'''

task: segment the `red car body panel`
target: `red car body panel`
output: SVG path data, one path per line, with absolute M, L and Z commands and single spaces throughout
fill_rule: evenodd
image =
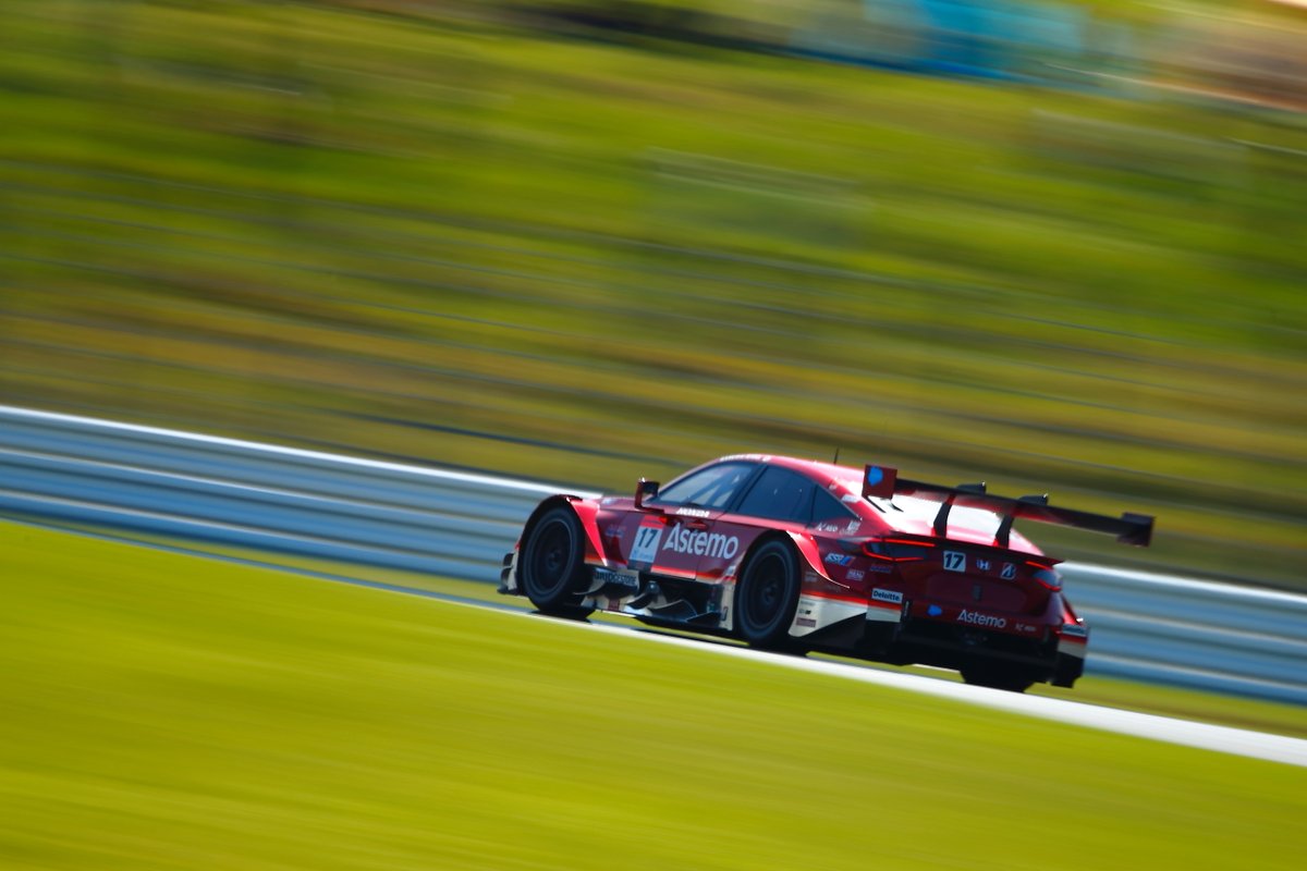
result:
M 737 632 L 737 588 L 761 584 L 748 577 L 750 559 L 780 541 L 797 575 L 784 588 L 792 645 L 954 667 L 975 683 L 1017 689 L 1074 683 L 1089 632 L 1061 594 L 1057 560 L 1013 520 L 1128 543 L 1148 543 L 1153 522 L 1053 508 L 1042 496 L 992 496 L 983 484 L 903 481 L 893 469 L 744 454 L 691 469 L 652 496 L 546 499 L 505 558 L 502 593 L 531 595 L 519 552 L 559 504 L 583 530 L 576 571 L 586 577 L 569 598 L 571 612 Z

'''

What you are asked to do
Rename "red car body panel" to "vehicle body panel" everywhere in the records above. Write the lines out again with nothing else changed and the pictures left out.

Expected answer
task: segment the `vehicle body panel`
target: `vehicle body panel`
output: SVG path data, one path per line, with absolute M, L and Z commands and single spaces throughout
fill_rule: evenodd
image =
result:
M 737 632 L 737 588 L 761 584 L 748 577 L 750 559 L 780 541 L 797 575 L 784 588 L 792 645 L 954 667 L 975 683 L 1017 689 L 1074 683 L 1089 632 L 1061 594 L 1057 560 L 1013 520 L 1128 543 L 1148 543 L 1153 522 L 1053 508 L 1042 496 L 992 496 L 983 484 L 903 481 L 893 469 L 744 454 L 691 469 L 652 496 L 546 499 L 505 558 L 502 593 L 531 595 L 519 552 L 559 504 L 583 530 L 576 571 L 586 577 L 569 598 L 571 612 Z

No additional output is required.